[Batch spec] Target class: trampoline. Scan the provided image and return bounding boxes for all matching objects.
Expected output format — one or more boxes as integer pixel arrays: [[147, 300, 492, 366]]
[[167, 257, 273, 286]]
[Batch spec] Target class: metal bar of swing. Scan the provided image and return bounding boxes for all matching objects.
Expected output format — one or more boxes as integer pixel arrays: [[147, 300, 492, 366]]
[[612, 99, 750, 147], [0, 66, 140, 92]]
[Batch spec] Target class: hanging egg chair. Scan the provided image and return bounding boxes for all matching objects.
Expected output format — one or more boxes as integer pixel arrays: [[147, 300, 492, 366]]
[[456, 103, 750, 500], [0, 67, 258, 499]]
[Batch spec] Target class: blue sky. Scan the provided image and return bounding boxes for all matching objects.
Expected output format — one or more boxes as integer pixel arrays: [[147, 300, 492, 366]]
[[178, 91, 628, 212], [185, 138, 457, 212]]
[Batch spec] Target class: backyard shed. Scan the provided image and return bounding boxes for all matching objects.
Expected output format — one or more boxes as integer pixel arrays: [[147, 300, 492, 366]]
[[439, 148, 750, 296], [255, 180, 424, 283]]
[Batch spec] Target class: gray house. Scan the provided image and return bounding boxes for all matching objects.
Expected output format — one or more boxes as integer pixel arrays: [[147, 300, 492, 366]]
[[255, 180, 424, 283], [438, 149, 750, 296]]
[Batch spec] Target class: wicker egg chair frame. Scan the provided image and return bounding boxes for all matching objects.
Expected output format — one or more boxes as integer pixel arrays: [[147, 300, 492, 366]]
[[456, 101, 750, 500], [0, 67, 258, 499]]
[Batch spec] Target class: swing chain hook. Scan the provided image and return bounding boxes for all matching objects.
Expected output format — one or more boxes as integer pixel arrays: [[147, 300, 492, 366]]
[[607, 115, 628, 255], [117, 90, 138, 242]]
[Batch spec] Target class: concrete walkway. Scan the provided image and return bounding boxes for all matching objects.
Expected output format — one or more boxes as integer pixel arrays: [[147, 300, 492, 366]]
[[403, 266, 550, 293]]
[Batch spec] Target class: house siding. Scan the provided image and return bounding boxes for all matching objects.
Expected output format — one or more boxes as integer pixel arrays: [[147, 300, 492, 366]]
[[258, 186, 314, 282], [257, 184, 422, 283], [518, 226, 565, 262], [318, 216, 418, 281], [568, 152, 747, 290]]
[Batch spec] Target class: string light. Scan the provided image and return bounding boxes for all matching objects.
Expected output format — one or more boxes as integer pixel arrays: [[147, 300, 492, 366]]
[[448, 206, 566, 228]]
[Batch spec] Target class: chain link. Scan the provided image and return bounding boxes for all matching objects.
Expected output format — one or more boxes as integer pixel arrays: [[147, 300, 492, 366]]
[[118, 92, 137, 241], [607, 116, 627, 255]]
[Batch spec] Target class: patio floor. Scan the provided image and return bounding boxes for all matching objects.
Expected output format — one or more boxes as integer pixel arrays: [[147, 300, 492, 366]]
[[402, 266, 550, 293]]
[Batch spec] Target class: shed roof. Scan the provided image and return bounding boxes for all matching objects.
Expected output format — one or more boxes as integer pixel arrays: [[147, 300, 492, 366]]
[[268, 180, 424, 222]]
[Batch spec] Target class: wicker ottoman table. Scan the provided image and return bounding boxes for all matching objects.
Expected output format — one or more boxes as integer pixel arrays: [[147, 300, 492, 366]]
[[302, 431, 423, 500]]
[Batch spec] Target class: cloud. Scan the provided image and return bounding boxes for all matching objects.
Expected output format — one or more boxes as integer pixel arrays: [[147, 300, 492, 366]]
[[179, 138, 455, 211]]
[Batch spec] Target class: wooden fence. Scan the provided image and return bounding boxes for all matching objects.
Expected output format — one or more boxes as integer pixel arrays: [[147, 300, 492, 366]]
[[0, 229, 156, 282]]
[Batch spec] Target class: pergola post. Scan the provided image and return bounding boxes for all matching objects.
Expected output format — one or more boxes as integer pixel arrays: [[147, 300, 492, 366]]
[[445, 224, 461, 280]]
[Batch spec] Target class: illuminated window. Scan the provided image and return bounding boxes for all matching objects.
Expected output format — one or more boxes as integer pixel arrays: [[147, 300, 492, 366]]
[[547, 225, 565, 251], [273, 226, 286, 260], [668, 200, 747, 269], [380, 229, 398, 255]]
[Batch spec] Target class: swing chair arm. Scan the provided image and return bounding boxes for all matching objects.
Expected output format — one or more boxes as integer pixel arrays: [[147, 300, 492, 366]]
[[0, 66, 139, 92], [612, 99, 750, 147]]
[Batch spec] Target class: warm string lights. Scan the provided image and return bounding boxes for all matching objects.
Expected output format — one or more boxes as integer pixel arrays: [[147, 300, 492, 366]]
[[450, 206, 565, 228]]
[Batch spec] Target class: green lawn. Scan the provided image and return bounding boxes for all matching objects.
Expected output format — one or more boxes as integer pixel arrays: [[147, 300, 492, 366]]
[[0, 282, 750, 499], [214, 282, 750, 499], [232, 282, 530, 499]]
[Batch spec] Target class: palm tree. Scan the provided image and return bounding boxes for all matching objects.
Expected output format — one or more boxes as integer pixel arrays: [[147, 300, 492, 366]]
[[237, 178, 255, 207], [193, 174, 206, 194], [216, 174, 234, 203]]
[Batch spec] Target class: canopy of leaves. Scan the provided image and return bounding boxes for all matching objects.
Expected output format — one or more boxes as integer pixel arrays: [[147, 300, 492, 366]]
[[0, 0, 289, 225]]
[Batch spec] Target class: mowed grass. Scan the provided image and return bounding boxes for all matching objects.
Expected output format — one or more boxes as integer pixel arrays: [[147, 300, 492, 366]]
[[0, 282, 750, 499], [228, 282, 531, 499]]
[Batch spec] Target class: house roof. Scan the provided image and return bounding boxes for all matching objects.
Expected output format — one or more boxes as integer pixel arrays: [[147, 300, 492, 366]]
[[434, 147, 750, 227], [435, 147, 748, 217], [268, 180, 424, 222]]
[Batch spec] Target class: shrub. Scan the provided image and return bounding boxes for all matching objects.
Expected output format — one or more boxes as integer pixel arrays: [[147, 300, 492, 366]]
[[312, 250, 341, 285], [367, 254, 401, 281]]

--------

> [TASK GOAL] Rewrite the lines from the one containing "[Batch spec] Target class: metal" up to and including the one containing "[[612, 99, 750, 147], [0, 66, 140, 92]]", putting "swing crossbar" in place of "metal bar of swing" and leaving everything else unchanged. Return only those lines.

> [COMPLETE ANSWER]
[Batch spec] Target class: swing crossbar. Scan the provided image and return bounding boxes for all matching objects.
Expected output format — one or more boxes as integer pixel arrays: [[147, 300, 492, 366]]
[[612, 99, 750, 147], [0, 66, 140, 92]]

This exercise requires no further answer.